**Your goal:**
Pull every line from the records that has the word "trunk" in it.

[Natural-language object grounding data]
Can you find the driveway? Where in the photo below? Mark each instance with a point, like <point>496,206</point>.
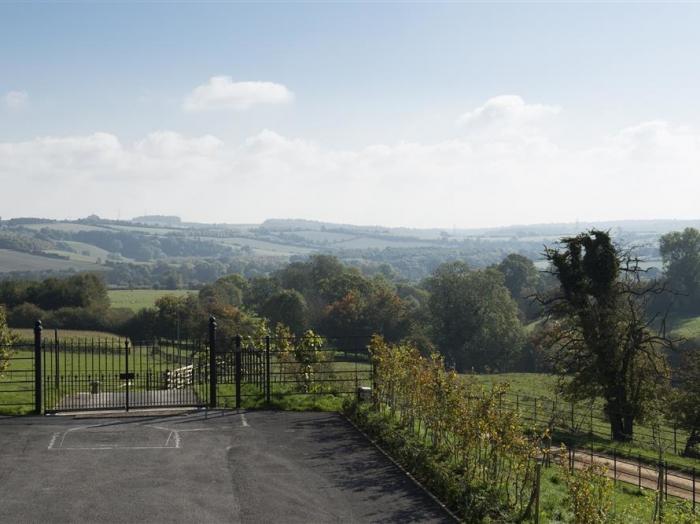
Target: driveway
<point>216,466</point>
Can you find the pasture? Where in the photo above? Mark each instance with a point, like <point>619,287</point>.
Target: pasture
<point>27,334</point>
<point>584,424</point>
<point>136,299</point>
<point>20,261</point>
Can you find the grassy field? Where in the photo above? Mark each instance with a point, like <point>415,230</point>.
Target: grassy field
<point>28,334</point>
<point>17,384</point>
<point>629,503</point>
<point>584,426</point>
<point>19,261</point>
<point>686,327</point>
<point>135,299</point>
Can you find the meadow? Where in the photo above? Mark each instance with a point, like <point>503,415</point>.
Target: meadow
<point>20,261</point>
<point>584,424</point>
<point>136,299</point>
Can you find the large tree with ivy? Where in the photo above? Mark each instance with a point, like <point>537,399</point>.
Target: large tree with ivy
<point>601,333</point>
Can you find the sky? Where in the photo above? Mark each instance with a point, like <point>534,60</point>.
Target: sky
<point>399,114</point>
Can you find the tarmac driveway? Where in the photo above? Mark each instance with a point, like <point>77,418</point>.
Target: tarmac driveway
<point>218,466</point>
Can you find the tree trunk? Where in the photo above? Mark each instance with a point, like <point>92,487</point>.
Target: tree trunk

**Exercise output:**
Can you find the tree trunk? Where in the photo above? Mark each instance with a point, like <point>92,487</point>.
Target: tree trunk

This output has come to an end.